ACTIVITY: Where in the listing does the string "petiole" appear? Copy every line that holds it.

———

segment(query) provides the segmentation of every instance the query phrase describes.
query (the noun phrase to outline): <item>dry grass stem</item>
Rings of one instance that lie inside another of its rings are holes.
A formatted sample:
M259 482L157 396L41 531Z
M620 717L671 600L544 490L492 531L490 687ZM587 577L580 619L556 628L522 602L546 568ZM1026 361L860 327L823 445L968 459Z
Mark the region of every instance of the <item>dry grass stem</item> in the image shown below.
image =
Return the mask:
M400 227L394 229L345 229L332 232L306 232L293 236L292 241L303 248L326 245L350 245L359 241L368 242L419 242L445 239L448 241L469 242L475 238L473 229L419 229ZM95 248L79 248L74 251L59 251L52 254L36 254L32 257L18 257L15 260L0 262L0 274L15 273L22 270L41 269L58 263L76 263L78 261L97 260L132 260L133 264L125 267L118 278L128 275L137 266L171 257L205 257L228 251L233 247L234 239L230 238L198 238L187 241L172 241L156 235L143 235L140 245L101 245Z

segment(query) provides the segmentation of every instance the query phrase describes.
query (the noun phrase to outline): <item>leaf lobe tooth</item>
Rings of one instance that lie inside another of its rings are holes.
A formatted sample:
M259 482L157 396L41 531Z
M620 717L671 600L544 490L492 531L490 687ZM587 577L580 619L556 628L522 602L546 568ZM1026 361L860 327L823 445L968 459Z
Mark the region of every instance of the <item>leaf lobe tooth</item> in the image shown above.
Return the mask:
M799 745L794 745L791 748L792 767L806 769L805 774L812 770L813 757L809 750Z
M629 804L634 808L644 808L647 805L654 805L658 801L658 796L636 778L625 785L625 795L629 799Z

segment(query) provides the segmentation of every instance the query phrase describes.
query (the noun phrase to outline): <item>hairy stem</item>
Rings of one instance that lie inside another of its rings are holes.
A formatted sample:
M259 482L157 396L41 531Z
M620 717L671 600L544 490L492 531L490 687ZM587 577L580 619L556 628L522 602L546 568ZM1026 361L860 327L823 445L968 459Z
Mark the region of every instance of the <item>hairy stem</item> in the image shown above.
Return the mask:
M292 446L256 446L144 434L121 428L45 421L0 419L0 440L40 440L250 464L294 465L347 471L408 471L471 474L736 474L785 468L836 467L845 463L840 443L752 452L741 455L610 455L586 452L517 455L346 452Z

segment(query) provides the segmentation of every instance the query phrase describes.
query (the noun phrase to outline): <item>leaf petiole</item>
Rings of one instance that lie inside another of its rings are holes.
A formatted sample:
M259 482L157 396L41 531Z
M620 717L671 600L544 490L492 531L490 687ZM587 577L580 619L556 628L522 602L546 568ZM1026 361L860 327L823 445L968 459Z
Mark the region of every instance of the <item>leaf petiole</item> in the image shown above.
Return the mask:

———

RESPONSE FOR THIS EXERCISE:
query (the noun phrase to outline): <item>leaf petiole</item>
Mark the region of every instance of the <item>leaf petiole</item> in the image shown above.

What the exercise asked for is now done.